Start of Document segment
My hat is off to you for some really good detective work there.  I'm not 
sure I would have had the ingenuity to figure out how to test that 
out.  Very creative.

73, de Lou K2LKK



At 10:16 AM 8/2/2007 -0500, you wrote:
>Brett Winches writes:
> > Does the drake have a hand held remote control like the 71 does?
>
>         I don't know, but that turned out to be a real learning
>experience for me in the mid eighties.
>
>         At that time, I wanted to see if I could make an Apple
>II computer control the ICR71   . I built a photo cell circuit
>so as to be able to turn the IR flashes in to something the
>Apple II could read. I then wrote a timing program in assembler
>that counted processor cycles and waited for the infrared signal
>to go off if it was on or on if it was off. it would store the
>count in a table.
>
>         I thought I had figured it out and even wrote a table of
>values for each button press on the remote.
>
>         I wrote another assembler program to toggle one of the
>game paddle bits on and off in the Apple and fed that signal to
>a driver feeding some infrared LED's  I had scavenged from a
>defunct TV remote.
>
>         To make a long story short, it didn't work at all and I
>was mystified.
End of Document segment
Start of Dataset entries
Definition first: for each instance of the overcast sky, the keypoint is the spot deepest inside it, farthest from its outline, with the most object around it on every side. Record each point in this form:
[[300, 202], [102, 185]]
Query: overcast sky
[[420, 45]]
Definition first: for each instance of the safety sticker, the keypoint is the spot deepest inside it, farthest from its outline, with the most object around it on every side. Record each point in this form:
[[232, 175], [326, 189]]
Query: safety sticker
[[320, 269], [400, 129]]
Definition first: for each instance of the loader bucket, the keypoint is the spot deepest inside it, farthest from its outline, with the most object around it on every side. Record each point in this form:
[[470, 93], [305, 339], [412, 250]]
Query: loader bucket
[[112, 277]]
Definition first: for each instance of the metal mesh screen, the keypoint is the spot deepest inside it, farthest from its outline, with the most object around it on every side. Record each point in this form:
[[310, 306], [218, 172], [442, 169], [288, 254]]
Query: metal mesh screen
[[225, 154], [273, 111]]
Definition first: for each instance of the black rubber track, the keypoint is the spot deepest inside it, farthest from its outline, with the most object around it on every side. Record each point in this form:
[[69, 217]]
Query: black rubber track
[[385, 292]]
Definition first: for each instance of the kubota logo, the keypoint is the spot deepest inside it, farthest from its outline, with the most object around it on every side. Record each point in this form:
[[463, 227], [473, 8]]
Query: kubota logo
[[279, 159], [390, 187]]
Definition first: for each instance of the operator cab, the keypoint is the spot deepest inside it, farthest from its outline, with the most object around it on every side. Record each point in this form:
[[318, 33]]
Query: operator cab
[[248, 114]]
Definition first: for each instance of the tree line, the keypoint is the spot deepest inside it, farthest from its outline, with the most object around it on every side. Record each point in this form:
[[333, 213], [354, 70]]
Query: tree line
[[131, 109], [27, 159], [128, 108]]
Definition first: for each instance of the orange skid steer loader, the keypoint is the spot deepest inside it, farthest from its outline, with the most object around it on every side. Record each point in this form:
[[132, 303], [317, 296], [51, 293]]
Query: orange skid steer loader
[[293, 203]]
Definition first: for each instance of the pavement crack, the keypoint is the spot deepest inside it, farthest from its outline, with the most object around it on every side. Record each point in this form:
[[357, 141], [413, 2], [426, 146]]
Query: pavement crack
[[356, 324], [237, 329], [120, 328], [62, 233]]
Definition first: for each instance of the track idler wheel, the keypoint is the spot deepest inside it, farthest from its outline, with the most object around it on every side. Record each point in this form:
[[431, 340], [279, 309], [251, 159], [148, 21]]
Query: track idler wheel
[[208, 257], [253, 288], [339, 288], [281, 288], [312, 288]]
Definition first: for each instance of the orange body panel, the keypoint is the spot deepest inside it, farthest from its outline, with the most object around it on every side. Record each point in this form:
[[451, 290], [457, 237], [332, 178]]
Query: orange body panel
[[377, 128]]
End of Dataset entries
Apply what you read:
a – Echo everything from "My hat is off" down to "the 71 does?" in the email about making an Apple II control the ICR71 remote.
b – Carry on the email about making an Apple II control the ICR71 remote, starting after its last line.

Answers by item number:
a –
My hat is off to you for some really good detective work there.  I'm not 
sure I would have had the ingenuity to figure out how to test that 
out.  Very creative.

73, de Lou K2LKK



At 10:16 AM 8/2/2007 -0500, you wrote:
>Brett Winches writes:
> > Does the drake have a hand held remote control like the 71 does?

b –
>
>         Then, I thought that there might be a carrier on those
>data which was too fast for the 1-MHZ processor on the Apple to
>follow.
>
>         I remember taking that ICR71 receiver, connecting the
>antena  input through a capacitor to the collector of the photo
>transistor and tuning around 100 KHZ while hitting buttons on
>the remote.
>
>         Sure enough, I heard bursts of carrier about every 33
>KHZ and I realized that IR remotes use a carrier and then gate
>that on and off with lower-speed data.
>
>         I couldn't make the Apple II get the timing right to do
>the 33 KHZ carrier, so I built a 33-KHZ generator using a
>crystal and some divide-by counters to get the frequency down to
>33 kilohertz.
>
>         When I ran the control program I had written on the
>Apple and had it modulate that carrier, it did work.
>
>         For a while, I had the Apple II set the R71 to 9.580
>megahertz every Sunday morning and turn on a cassette recorder
>to get the Radio Australia DX program which they used to have.It
>all actually worked pretty well after I learned how infrared
>remotes work.
>
>         Of course, each manufacturer has its own pulse code and
>carrier frequency so each new remote is a new project.
>
>Martin McCormick WB5AGZ  Stillwater, OK
>Systems Engineer
>OSU Information Technology Department Network Operations Group
>
>
>
>--
>No virus found in this incoming message.
>Checked by AVG Free Edition.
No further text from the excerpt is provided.